Data records
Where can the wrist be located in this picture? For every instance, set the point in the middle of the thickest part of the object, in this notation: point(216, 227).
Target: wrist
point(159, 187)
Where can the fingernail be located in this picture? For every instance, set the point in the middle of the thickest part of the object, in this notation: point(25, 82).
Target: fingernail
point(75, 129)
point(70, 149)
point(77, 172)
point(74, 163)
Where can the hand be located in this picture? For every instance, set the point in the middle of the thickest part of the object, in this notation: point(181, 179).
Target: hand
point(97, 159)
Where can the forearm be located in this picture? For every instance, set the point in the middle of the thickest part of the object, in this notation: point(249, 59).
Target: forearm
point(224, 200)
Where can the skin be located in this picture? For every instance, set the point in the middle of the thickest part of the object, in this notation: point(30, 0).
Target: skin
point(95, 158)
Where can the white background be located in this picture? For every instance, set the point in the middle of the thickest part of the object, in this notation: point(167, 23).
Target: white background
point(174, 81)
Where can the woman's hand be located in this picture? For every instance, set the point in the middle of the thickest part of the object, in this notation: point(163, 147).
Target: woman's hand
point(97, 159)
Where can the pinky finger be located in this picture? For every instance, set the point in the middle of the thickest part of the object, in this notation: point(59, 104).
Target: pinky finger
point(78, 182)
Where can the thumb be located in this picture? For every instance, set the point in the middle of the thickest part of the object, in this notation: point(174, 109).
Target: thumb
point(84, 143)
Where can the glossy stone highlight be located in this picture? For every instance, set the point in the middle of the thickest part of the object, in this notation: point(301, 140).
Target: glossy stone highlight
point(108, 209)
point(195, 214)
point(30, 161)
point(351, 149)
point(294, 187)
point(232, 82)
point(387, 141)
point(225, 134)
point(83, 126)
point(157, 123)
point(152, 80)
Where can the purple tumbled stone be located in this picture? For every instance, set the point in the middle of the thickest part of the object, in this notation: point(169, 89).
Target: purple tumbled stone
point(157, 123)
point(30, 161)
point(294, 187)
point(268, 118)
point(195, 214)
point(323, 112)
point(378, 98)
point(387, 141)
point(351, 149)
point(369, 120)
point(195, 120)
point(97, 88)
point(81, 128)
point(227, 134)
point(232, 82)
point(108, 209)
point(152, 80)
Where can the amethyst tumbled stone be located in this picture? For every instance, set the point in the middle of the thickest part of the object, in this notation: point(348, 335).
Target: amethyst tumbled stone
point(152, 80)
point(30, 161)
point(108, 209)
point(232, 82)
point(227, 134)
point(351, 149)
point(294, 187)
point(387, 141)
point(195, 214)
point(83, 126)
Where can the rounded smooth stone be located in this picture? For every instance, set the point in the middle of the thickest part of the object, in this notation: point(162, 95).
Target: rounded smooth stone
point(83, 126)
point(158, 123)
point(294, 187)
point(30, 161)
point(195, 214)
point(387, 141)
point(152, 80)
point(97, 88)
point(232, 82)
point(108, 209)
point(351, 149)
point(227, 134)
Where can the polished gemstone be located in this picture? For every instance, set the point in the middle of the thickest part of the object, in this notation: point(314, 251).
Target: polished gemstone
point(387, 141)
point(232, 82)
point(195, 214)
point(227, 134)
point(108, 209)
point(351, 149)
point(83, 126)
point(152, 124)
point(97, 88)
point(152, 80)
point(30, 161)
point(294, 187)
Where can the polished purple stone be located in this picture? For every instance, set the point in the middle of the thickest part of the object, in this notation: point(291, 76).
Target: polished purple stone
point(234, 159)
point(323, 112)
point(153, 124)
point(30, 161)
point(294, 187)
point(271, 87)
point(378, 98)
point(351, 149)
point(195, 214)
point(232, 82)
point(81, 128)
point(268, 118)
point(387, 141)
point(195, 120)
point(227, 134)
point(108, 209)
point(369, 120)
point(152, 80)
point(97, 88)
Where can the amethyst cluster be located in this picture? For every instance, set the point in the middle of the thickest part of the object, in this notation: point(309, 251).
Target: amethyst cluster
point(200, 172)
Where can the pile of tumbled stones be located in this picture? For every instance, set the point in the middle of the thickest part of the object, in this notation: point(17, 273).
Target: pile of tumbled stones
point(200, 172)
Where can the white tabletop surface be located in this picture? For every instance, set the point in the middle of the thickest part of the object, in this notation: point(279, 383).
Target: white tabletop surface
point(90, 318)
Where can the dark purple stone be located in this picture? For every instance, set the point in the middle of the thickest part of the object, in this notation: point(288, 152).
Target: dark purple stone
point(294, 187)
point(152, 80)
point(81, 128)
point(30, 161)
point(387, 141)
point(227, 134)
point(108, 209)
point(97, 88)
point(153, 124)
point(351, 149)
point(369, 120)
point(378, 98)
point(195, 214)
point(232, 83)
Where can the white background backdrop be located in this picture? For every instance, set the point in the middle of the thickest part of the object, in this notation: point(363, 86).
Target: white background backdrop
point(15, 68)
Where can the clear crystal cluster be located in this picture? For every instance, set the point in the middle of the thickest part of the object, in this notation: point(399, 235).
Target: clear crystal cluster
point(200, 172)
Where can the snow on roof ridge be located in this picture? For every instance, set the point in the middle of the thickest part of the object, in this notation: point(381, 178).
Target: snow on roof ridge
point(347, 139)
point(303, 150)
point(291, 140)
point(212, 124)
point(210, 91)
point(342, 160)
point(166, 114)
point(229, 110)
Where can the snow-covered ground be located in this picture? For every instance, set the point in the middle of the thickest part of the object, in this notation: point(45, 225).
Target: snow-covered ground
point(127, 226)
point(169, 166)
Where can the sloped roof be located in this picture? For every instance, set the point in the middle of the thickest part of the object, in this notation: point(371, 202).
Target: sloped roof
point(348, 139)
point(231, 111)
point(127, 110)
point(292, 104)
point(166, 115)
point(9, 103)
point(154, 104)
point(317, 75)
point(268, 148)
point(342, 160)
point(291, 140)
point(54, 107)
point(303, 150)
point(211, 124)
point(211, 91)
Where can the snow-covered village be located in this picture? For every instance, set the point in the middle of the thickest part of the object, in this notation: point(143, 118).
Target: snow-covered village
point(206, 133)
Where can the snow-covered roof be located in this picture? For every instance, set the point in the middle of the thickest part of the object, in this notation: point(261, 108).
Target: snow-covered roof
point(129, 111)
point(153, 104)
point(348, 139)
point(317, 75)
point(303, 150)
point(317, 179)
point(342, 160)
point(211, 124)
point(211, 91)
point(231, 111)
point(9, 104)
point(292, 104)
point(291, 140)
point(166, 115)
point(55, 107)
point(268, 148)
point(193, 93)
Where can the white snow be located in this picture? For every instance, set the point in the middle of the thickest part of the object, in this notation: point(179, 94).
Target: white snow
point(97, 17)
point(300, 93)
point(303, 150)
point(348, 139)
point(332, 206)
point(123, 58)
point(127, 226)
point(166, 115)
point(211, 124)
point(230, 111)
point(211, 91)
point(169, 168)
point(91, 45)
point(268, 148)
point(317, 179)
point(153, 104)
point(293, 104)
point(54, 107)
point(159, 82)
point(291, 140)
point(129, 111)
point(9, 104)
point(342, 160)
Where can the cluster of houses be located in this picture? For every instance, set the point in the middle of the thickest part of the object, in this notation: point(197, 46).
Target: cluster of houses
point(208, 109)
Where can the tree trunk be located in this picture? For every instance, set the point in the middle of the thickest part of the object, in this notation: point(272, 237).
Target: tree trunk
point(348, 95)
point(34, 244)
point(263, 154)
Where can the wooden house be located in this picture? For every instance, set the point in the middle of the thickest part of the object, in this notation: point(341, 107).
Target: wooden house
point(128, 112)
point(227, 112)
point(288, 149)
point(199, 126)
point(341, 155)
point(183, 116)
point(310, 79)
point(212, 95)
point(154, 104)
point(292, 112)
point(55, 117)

* * *

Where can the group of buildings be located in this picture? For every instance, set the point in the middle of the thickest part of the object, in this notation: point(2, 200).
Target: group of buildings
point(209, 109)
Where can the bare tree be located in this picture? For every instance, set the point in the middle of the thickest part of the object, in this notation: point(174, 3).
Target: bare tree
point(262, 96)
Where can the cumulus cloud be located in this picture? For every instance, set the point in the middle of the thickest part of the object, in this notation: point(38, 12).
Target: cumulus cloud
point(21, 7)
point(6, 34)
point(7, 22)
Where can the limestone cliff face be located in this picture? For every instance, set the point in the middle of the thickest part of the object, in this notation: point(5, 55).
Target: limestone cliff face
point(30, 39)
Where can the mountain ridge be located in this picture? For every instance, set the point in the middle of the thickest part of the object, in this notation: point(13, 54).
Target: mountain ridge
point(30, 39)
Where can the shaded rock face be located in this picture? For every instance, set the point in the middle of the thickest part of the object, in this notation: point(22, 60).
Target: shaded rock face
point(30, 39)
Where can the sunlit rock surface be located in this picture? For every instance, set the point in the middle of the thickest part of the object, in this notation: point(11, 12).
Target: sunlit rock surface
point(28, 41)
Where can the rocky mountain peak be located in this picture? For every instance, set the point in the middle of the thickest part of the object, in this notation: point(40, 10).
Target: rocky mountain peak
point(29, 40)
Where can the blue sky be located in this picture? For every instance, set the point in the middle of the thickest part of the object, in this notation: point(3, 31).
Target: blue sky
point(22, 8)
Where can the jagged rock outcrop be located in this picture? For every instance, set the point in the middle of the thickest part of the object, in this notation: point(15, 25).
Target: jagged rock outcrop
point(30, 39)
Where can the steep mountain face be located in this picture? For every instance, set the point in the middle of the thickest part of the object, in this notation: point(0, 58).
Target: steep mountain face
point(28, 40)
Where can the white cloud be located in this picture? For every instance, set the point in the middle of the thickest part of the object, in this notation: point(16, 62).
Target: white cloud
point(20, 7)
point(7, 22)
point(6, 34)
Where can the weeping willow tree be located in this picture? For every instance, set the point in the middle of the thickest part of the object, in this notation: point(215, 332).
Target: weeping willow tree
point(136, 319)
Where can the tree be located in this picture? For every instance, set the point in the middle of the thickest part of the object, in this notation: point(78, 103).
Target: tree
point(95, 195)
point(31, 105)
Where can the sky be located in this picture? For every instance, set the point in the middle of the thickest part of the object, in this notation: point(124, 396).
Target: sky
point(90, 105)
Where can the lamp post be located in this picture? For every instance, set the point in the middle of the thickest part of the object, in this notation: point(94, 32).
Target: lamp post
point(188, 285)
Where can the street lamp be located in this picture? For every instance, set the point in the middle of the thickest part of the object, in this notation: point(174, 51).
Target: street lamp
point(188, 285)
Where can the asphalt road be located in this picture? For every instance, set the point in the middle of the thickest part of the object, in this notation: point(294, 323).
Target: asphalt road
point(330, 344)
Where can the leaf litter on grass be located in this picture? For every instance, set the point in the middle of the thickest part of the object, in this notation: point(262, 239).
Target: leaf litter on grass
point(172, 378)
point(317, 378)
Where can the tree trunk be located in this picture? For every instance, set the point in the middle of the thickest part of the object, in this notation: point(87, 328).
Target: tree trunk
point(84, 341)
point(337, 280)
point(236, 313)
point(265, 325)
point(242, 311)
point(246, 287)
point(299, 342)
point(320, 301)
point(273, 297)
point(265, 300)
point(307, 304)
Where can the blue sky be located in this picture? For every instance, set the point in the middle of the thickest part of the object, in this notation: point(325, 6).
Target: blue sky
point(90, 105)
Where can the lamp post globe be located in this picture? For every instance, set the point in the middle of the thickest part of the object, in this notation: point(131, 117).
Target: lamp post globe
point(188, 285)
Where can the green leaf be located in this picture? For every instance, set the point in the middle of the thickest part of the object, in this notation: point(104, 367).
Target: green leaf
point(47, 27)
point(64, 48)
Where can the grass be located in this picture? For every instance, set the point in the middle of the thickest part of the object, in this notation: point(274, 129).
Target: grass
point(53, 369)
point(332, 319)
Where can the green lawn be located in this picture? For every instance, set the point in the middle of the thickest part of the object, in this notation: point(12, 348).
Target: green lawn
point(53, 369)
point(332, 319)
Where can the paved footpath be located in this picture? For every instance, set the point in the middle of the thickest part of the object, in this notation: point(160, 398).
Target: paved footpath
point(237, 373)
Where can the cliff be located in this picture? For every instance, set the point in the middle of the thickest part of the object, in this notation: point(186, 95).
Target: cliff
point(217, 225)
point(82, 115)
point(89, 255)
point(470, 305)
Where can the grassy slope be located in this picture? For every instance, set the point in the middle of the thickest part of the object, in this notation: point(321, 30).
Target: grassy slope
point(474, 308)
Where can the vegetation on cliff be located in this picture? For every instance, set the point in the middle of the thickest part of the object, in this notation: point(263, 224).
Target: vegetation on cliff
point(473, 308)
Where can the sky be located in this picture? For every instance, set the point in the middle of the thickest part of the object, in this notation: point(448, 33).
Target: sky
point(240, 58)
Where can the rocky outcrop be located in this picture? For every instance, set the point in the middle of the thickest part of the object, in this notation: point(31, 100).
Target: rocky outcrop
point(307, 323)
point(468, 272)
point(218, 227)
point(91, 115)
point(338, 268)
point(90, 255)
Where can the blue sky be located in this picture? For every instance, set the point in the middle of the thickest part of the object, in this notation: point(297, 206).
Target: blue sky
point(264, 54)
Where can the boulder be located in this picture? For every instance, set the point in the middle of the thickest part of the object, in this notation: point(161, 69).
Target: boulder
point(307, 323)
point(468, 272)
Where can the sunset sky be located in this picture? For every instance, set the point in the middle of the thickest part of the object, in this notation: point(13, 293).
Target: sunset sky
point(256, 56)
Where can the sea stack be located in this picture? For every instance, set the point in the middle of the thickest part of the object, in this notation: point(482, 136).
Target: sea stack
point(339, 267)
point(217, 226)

---

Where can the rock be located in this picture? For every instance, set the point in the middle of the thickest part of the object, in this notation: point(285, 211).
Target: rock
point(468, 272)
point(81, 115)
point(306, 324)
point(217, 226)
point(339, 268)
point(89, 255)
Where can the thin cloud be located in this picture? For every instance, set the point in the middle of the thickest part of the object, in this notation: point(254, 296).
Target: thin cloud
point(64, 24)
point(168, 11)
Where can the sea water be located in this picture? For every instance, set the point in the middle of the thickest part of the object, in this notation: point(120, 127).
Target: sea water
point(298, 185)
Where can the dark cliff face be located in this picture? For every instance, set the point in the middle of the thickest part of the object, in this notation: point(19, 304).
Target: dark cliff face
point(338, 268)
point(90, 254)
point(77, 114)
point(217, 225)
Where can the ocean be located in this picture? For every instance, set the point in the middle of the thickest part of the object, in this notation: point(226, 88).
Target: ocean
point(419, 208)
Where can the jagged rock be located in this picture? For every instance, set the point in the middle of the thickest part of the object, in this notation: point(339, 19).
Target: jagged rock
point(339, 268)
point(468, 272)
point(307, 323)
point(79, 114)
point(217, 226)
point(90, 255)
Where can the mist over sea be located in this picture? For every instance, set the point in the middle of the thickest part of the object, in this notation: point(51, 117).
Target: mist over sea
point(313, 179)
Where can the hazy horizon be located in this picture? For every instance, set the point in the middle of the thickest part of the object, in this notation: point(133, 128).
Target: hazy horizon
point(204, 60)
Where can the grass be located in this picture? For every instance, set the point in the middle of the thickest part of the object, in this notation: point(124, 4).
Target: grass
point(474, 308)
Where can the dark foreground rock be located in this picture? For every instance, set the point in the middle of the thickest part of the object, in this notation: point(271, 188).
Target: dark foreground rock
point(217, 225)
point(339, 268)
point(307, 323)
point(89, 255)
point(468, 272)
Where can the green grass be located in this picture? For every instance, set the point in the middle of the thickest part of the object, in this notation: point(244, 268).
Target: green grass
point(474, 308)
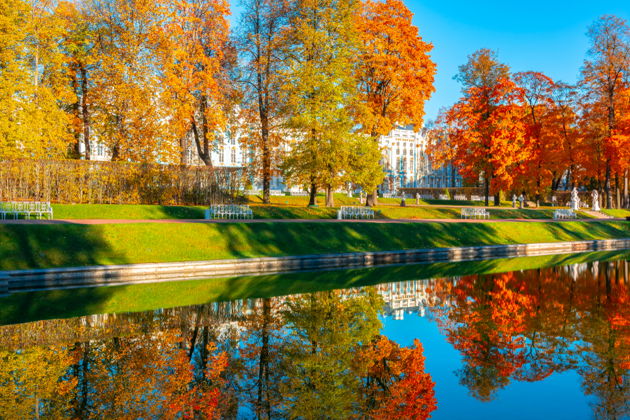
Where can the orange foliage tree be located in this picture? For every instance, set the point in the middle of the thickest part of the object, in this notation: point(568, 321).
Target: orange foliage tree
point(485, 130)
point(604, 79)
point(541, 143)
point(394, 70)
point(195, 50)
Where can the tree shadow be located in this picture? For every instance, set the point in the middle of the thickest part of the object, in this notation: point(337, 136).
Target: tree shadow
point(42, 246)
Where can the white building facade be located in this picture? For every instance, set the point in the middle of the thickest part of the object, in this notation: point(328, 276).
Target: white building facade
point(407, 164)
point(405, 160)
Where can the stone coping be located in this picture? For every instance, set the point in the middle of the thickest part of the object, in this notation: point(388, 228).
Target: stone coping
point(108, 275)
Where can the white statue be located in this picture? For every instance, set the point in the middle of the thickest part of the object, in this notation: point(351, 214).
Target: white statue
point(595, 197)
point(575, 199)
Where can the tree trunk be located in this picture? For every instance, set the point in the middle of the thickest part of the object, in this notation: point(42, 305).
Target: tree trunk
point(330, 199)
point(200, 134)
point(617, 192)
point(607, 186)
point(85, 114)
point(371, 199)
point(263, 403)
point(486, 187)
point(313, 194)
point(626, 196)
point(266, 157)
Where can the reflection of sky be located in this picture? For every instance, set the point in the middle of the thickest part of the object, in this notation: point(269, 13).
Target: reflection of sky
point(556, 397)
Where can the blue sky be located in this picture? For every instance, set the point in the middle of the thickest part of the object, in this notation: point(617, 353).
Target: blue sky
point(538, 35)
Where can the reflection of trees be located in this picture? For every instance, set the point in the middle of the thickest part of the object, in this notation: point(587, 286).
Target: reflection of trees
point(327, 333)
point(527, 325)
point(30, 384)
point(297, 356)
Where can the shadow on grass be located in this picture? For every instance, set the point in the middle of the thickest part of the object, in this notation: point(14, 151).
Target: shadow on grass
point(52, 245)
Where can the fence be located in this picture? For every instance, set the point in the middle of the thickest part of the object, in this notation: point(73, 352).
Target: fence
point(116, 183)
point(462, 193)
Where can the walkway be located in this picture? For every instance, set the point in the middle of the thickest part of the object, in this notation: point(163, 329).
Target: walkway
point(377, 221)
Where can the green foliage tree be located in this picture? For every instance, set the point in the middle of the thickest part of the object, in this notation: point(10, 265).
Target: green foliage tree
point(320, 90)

- _Problem to solve_
Print the records above exactly as they stand, from the line with "Where can the white statue" to the line with "point(538, 35)", including both of those lines.

- _Final result_
Where can the white statue be located in this picture? For every instance, set the point in the middle of the thickest part of the object, in this notation: point(351, 214).
Target: white statue
point(595, 197)
point(575, 199)
Where can the tree trunk be located in this picture? For every instance, set the point in the middle of the thickest part of the object, in this notation: point(42, 305).
Target: tree trunk
point(330, 199)
point(200, 134)
point(617, 192)
point(607, 186)
point(85, 114)
point(371, 199)
point(263, 403)
point(486, 187)
point(313, 194)
point(626, 196)
point(266, 157)
Where can the reflection of sky be located in this picture? For every instance, set the point in the middle of the thickest part of the object, in this notation: point(269, 13).
Target: reflection of sky
point(556, 397)
Where can the blue sky be located in this picture? For every instance, set the point in the middle of the thickest part of the object, in this notation: point(617, 353).
Target: blue sky
point(538, 35)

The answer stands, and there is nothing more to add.